_AUFGABE IM DETAIL_: Ziehe aus den folgenden Datensätzen jede Zeile heraus, in der das Wort „vest“ vorkommt. Dabei zählt die Groß- und Kleinschreibung.

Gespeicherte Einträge
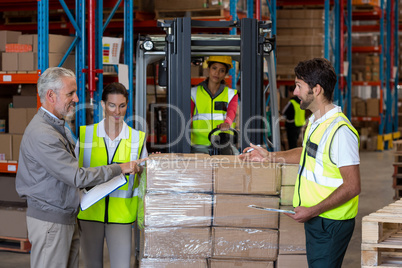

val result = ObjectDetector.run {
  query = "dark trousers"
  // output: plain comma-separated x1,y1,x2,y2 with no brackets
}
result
304,217,355,268
286,125,301,149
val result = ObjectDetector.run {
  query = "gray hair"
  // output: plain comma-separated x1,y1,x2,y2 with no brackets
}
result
37,67,75,103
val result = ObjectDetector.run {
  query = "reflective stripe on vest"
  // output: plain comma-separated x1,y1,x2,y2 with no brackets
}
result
78,124,145,223
191,85,237,146
293,113,359,220
290,99,306,127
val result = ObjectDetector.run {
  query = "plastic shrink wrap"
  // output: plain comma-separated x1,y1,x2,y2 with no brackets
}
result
137,153,305,268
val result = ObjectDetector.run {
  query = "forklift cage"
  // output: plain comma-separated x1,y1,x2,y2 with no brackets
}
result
135,17,280,153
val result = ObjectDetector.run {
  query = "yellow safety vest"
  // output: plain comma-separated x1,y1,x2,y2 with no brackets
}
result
191,85,237,146
290,99,306,127
293,113,360,220
78,124,145,223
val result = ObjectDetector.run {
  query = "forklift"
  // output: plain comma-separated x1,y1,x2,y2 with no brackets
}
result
135,17,280,153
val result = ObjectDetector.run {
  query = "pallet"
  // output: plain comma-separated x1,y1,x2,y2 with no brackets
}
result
155,8,225,19
361,200,402,267
0,236,31,253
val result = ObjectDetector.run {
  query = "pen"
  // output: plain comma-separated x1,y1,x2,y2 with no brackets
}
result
240,144,261,153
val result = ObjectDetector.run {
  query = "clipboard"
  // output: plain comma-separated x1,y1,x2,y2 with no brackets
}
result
80,174,127,210
248,205,296,214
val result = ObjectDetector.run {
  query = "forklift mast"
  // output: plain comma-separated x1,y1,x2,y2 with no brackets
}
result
135,17,280,153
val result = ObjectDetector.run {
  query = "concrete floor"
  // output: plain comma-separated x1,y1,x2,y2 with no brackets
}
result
0,151,395,268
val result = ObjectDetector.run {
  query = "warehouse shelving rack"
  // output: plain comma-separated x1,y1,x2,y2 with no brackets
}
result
351,0,400,150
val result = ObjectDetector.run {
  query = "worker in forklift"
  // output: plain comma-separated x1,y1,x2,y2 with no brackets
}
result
191,56,238,154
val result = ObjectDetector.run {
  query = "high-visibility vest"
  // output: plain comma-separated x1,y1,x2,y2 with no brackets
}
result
293,113,359,220
191,85,237,146
78,124,145,223
290,99,306,127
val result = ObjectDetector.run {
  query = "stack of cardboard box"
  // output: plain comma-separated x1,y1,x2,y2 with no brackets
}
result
0,31,75,72
138,154,307,268
276,8,325,79
138,154,212,268
352,52,380,82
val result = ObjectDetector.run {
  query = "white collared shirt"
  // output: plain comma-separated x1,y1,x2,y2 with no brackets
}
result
40,106,60,120
308,105,360,168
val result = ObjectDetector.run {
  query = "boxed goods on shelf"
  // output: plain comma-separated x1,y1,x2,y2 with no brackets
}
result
1,52,18,72
209,259,274,268
18,34,38,52
13,95,38,108
18,52,38,72
0,31,21,51
8,108,36,134
0,133,13,160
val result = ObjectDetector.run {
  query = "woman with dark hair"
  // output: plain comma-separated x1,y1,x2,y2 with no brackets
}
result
191,56,238,154
75,83,148,268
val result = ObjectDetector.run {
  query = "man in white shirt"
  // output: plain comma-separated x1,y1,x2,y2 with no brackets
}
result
240,58,360,267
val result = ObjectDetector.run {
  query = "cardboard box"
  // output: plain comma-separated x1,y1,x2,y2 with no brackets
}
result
209,259,274,268
140,258,208,268
276,255,308,268
0,207,28,238
49,53,75,71
211,155,280,195
140,228,212,259
102,37,123,64
213,194,279,229
147,154,212,193
280,185,295,206
1,52,19,72
0,174,26,203
0,31,21,51
279,206,306,254
18,52,38,72
49,34,74,53
21,84,38,96
18,34,38,52
8,108,36,134
355,100,367,116
144,193,212,227
366,98,380,116
12,134,23,161
212,227,278,261
13,95,38,108
277,164,299,185
0,133,13,160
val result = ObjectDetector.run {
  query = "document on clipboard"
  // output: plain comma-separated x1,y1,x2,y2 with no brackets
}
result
80,174,127,210
248,205,296,214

_ERGEBNIS DER AUFGABE_:
  query = "reflective stripe on vest"
  query = "yellow safety vest"
  query = "high-visibility vest"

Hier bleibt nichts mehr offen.